● Instructions to follow:
Copy the data below exactly, omitting any picture it contains.

● Records of labeled boxes:
....

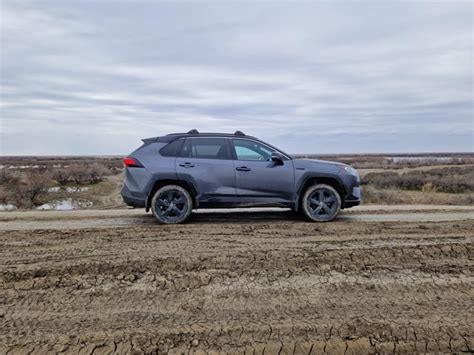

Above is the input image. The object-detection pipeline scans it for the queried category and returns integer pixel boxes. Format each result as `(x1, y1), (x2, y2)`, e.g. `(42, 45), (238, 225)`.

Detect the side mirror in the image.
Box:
(272, 152), (283, 165)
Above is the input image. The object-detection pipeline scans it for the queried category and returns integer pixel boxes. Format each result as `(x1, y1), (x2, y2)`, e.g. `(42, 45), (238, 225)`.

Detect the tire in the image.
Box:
(301, 184), (341, 222)
(151, 185), (193, 224)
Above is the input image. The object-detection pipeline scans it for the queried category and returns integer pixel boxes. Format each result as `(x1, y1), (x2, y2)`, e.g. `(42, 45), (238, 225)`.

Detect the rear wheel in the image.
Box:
(301, 184), (341, 222)
(151, 185), (193, 224)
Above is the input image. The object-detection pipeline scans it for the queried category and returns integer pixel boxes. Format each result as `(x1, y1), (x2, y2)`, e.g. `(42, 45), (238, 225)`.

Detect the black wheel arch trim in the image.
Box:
(145, 173), (199, 212)
(295, 172), (347, 211)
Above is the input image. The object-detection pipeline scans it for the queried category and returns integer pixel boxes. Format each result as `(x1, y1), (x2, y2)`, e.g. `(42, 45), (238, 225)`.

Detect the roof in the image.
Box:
(143, 129), (257, 143)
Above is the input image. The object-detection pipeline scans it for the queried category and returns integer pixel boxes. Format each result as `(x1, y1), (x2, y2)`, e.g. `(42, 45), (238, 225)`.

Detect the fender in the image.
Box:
(145, 173), (198, 212)
(295, 171), (347, 211)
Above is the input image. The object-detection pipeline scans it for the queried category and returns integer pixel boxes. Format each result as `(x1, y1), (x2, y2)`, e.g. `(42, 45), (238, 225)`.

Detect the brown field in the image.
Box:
(0, 155), (474, 354)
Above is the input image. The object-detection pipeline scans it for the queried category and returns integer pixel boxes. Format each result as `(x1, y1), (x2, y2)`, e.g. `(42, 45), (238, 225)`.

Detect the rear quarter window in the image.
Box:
(160, 139), (184, 157)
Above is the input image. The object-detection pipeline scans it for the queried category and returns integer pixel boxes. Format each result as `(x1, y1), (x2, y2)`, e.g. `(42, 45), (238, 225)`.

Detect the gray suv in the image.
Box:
(121, 130), (361, 223)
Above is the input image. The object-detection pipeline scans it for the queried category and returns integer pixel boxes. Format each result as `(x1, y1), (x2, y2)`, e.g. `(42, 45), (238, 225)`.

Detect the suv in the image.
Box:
(121, 129), (360, 224)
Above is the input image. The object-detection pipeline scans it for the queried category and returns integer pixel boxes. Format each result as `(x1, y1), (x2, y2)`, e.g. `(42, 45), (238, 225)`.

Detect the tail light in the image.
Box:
(122, 157), (143, 168)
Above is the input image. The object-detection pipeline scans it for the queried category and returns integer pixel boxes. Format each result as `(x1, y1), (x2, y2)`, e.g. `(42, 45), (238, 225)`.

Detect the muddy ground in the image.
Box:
(0, 207), (474, 354)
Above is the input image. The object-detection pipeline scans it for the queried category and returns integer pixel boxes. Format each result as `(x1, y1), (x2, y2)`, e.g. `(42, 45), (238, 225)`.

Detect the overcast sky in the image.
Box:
(0, 0), (474, 155)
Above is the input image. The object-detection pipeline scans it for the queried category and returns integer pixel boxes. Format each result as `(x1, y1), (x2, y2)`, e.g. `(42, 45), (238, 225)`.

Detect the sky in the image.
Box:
(0, 0), (474, 155)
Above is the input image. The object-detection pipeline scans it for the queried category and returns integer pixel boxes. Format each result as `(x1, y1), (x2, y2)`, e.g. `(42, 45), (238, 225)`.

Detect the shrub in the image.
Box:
(53, 163), (112, 185)
(6, 170), (51, 208)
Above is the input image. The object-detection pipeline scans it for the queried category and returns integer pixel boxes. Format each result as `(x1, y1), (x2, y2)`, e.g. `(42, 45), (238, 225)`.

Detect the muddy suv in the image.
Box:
(121, 130), (360, 224)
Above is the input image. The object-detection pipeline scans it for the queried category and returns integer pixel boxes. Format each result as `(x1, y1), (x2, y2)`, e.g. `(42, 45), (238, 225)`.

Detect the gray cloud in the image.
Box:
(1, 0), (474, 155)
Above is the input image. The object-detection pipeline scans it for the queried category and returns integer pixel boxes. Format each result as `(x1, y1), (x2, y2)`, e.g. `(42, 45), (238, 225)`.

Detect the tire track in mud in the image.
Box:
(0, 221), (474, 354)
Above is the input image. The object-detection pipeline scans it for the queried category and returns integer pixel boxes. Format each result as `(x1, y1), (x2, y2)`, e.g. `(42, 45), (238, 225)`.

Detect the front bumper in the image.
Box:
(344, 186), (362, 208)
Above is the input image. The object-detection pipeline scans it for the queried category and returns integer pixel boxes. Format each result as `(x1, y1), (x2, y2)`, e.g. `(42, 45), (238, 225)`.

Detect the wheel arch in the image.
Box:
(295, 174), (346, 211)
(145, 177), (198, 212)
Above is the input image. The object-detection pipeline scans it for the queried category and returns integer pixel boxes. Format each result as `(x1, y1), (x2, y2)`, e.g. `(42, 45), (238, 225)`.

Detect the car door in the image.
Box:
(175, 137), (235, 203)
(232, 138), (295, 202)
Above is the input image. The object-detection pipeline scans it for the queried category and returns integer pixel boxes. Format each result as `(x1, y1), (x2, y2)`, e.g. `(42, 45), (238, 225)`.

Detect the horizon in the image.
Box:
(0, 151), (474, 159)
(0, 0), (474, 156)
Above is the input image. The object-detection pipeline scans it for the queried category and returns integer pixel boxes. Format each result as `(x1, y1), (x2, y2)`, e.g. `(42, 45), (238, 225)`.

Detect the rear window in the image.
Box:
(160, 139), (184, 157)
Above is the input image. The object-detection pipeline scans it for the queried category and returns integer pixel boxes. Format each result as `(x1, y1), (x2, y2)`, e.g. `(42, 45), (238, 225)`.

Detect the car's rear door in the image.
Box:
(232, 138), (295, 203)
(176, 137), (235, 203)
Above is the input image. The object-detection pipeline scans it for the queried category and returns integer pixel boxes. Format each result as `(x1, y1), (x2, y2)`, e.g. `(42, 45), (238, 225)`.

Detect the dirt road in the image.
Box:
(0, 205), (474, 230)
(0, 206), (474, 354)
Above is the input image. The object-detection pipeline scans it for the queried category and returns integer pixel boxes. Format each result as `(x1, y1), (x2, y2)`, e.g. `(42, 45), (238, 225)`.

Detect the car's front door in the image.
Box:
(176, 137), (235, 203)
(231, 138), (295, 203)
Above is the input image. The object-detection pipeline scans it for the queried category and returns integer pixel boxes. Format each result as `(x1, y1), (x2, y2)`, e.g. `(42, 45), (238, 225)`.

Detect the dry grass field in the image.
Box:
(0, 155), (474, 354)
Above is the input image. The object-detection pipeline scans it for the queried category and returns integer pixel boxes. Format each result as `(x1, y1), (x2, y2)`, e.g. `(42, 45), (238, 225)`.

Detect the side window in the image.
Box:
(233, 139), (273, 161)
(181, 138), (229, 159)
(160, 139), (184, 157)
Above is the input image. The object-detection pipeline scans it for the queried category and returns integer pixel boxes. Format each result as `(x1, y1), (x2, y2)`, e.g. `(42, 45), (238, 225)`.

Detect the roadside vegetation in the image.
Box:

....

● Written response:
Above is the input image. The object-detection pipeline scans it for the queried category and returns integer pixel boxes. Format each result as `(x1, y1), (x2, y2)`, e.g. `(42, 45), (238, 225)`.

Detect the side mirror in the image.
Box:
(272, 152), (283, 165)
Above is the input image. The object-detection pipeline scans it for the queried category and returns integer pixel boxes. Format each result as `(x1, y1), (x2, y2)`, e.g. `(42, 45), (238, 225)`.

Detect the tire in the image.
Box:
(301, 184), (341, 222)
(151, 185), (193, 224)
Above is the input image. The object-detection pipeline scans it for the queried category and returns integer pixel boxes. Format each result as `(x1, y1), (x2, y2)`, e.g. `(42, 45), (238, 225)`.

Detect the rear wheel in the image.
Box:
(301, 184), (341, 222)
(151, 185), (193, 224)
Above is the input image. The object-detection pipeline scans it for the queried category and returns integer pixel boxes. Format each result as `(x1, y1), (x2, y2)`, e.g. `(42, 45), (238, 225)`.

Detect the black wheel arch trim in the image.
Box:
(145, 173), (199, 212)
(295, 172), (347, 211)
Above is the input image. The object-detection pipeline scans it for the queried category and returns integer pixel boxes. Format each result as `(x1, y1), (x2, y2)`, e.g. `(42, 45), (238, 225)`.

Detect the roof in the image.
Box:
(143, 129), (257, 143)
Above is the input image. The object-detection pipeline scans it for the queried category and returns integer pixel boxes. Format each result as `(x1, y1), (x2, y2)`, e.g. `(42, 45), (238, 225)`.

Detect the fender in the image.
Box:
(145, 173), (198, 212)
(295, 171), (347, 211)
Above is the input image. The object-detection pipeline scans it for the queried category and returns integer pixel boxes. Format each result as `(x1, y1), (x2, y2)`, e.g. `(42, 45), (238, 225)`.

Detect the brown field in the image.
Box:
(0, 155), (474, 354)
Above is the input image. The object-detection pipeline scans it for the queried category and returns integer pixel boxes. Format each result as `(x1, y1), (x2, y2)`, e.g. `(42, 45), (238, 225)`.

Detect the rear quarter window in the image.
Box:
(160, 139), (184, 157)
Above is the input image. The object-detection pipeline scans it for the queried category and returns integer pixel boxes. Format each result as `(x1, y1), (x2, y2)`, e.g. `(42, 45), (238, 225)`.

Detect the gray suv in the image.
Box:
(121, 130), (361, 223)
Above is the input image. The object-detection pipeline scans it for the queried category and returns integer pixel boxes. Format each result as `(x1, y1), (x2, y2)`, e.g. `(42, 45), (238, 225)`.

Detect the suv in the image.
Box:
(121, 129), (360, 224)
Above is the input image. The object-detection pipeline scans it for the queried category and returns integer pixel boxes. Format each result as `(x1, y1), (x2, y2)`, e.g. `(42, 45), (238, 225)`.

Detect the tail light in the image.
Box:
(122, 157), (143, 168)
Above is the input image. The object-detection pipeline scans it for the queried category and returns integer pixel boxes. Format each result as `(x1, y1), (x2, y2)`, e.g. `(42, 45), (238, 225)`.

Detect the muddy ground in the image.
Box:
(0, 207), (474, 354)
Above is the input image. The object-detection pipeline scans it for the queried category and returns integer pixel boxes. Format each result as `(x1, y1), (x2, y2)`, e.g. `(42, 45), (238, 225)`.

Detect the overcast sky in the image.
Box:
(0, 0), (474, 155)
Above is the input image. The object-detection pipeline scans it for the queried category and returns integer pixel boxes. Format each result as `(x1, y1), (x2, y2)`, e.g. `(42, 45), (238, 225)`.

Detect the sky in the image.
Box:
(0, 0), (474, 155)
Above is the input image. The object-detection pipeline scans it for the queried category and returns integer pixel boxes. Format each result as `(x1, y1), (x2, y2)`, e.g. `(42, 45), (238, 225)`.

Detect the shrub in the image.
Box:
(53, 163), (112, 185)
(6, 170), (51, 208)
Above is the input image. The object-detection pipeline scans it for the queried category and returns integer pixel boxes. Format each result as `(x1, y1), (x2, y2)`, e.g. `(42, 45), (238, 225)`.

Detect the muddy suv in the image.
Box:
(121, 130), (360, 224)
Above is the input image. The object-detection pipeline scans it for the queried category and returns integer pixel boxes. Format each result as `(x1, y1), (x2, y2)`, e.g. `(42, 45), (238, 225)`.

Detect the gray cloud in the image.
Box:
(1, 0), (474, 155)
Above is the input image. The object-detection pipeline scans it for the queried category and returns integer pixel boxes. Format each result as `(x1, y1), (x2, y2)`, e.g. `(42, 45), (238, 225)`.

Detect the tire track in mud in the image.
Box:
(0, 221), (474, 354)
Above is the input image. The object-detection pipeline scans it for the queried category and returns integer pixel boxes. Format each result as `(x1, y1), (x2, y2)`, e.g. `(42, 45), (238, 225)`.

Detect the front bumper in the image.
Box:
(344, 186), (362, 208)
Above is the input image. The object-detection pipeline scans it for the queried category and returns integer pixel boxes. Format each result as `(x1, y1), (x2, y2)`, e.g. `(42, 45), (238, 225)`.

Detect the wheel arch in the image.
Box:
(295, 174), (346, 211)
(145, 177), (198, 212)
Above is the input image. The object-detection pipeline scans it for the queried category and returns integer pixel boxes. Format each result as `(x1, y1), (x2, y2)`, e.g. `(42, 45), (238, 225)`.

Detect the car door in the image.
Box:
(175, 137), (235, 203)
(232, 138), (295, 202)
Above is the input image. The object-detection pipeline scans it for the queried category and returns integer pixel boxes. Format each result as `(x1, y1), (x2, y2)`, e.g. `(42, 45), (238, 225)`.

Detect the horizon in the image.
Box:
(0, 151), (474, 159)
(0, 0), (474, 156)
Above is the input image. The object-detection pipeline scans it for the queried category and returns integer pixel boxes. Format each result as `(x1, y1), (x2, y2)`, e.g. `(42, 45), (238, 225)`.

Detect the rear window in the image.
Box:
(160, 139), (184, 157)
Above is the input image. The object-detection pipeline scans it for the queried category and returns integer pixel boxes. Format each result as `(x1, y1), (x2, y2)`, e.g. `(42, 45), (238, 225)`.

Detect the car's rear door in the image.
Box:
(232, 138), (295, 203)
(176, 137), (235, 203)
Above is the input image. The object-detection pipeline scans it for the queried category and returns integer pixel boxes. Format each result as `(x1, y1), (x2, y2)`, e.g. `(42, 45), (238, 225)`.

Detect the dirt road in the image.
Box:
(0, 205), (474, 230)
(0, 206), (474, 354)
Above is the input image. The object-detection pipeline scans it for the queried category and returns integer pixel boxes. Format each result as `(x1, y1), (x2, y2)`, e.g. `(42, 45), (238, 225)`.

Detect the car's front door in the image.
Box:
(176, 137), (235, 203)
(231, 138), (295, 203)
Above is the input image. The object-detection pipeline scans it for the queried category and returns integer pixel boxes. Format each result as `(x1, y1), (x2, y2)`, e.g. `(42, 45), (238, 225)`.

Detect the dry grass field in the image.
Box:
(0, 155), (474, 354)
Above is the input image. The object-detection pipeline scans it for the queried category and returns integer pixel boxes. Format each result as `(x1, y1), (x2, y2)`, e.g. `(42, 45), (238, 225)`.

Detect the side window in the image.
Box:
(233, 139), (273, 161)
(181, 138), (229, 159)
(160, 139), (184, 157)
Above is the input image. The object-detection pipeline scans it for the queried category and returns integer pixel boxes. Format each result as `(x1, y1), (x2, y2)`, e.g. `(42, 45), (238, 225)`.

Detect the roadside vegetation in the image.
Box:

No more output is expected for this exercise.